## Prompt 1
Answer from the Blake Plateau passage:
(a) Between which two features does the Blake Plateau lie?
(b) From what year to what year was the United States Coast and Geodetic Survey steamer in service?
(c) How many acres does the deep-water coral reef on the Blake Plateau cover?
## Prompt 2
From the Blake Plateau passage, write out word for word the stretch from "The Blake Plateau lies in" through "the ship's name.".

## Source text

# # # # # # #

The Blake Plateau lies in the western Atlantic Ocean off the coasts of North Carolina, South Carolina, Georgia, and Florida in the southeastern United States. The Blake Plateau lies between the North American continental shelf and the deep ocean basin extending about 145 km east and west by 170 km north and south, with a depth of about 500 m inshore sloping to about 1,000 m about 375 km off shore, where the Blake Escarpment drops steeply to the deep basin. The Blake Plateau and the associated Blake Ridge and Blake Basin are named for the United States Coast and Geodetic Survey steamer , in service from 1874 to 1905, which was the first ship to use steel cable for oceanographic operations and pioneered deep ocean and Gulf Stream exploration. George S. Blake′s hydrographic survey lines first defined the plateau that now bears the ship's name.

Blake Plateau has the world's largest known deep-water coral reef, comprising a 6.4 million acre reef that stretches from Miami to Charleston, S. C.

# # # # # # #

## Segmentation mask data
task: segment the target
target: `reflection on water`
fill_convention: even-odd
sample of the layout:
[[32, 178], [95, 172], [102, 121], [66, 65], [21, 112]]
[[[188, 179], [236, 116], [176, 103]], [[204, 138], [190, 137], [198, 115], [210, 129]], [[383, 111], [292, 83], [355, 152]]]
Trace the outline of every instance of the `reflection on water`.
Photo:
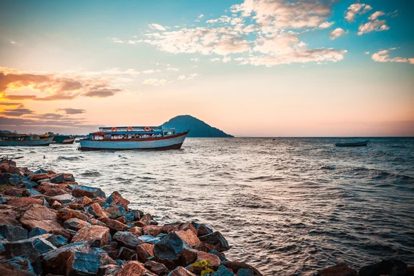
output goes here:
[[[187, 139], [180, 150], [81, 152], [79, 144], [1, 148], [19, 164], [119, 190], [162, 222], [220, 230], [264, 275], [312, 275], [345, 261], [414, 259], [414, 139]], [[43, 156], [46, 159], [43, 159]]]

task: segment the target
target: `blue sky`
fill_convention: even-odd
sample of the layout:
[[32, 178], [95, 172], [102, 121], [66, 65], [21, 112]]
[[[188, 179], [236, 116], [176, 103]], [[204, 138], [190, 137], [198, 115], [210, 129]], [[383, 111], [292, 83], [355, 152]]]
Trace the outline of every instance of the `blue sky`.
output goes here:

# # # # # # #

## Response 1
(a) The North American continental shelf and the deep ocean basin.
(b) From 1874 to 1905.
(c) 6.4 million acres.

## Response 2
The Blake Plateau lies in the western Atlantic Ocean off the coasts of North Carolina, South Carolina, Georgia, and Florida in the southeastern United States. The Blake Plateau lies between the North American continental shelf and the deep ocean basin extending about 145 km east and west by 170 km north and south, with a depth of about 500 m inshore sloping to about 1,000 m about 375 km off shore, where the Blake Escarpment drops steeply to the deep basin. The Blake Plateau and the associated Blake Ridge and Blake Basin are named for the United States Coast and Geodetic Survey steamer , in service from 1874 to 1905, which was the first ship to use steel cable for oceanographic operations and pioneered deep ocean and Gulf Stream exploration. George S. Blake′s hydrographic survey lines first defined the plateau that now bears the ship's name.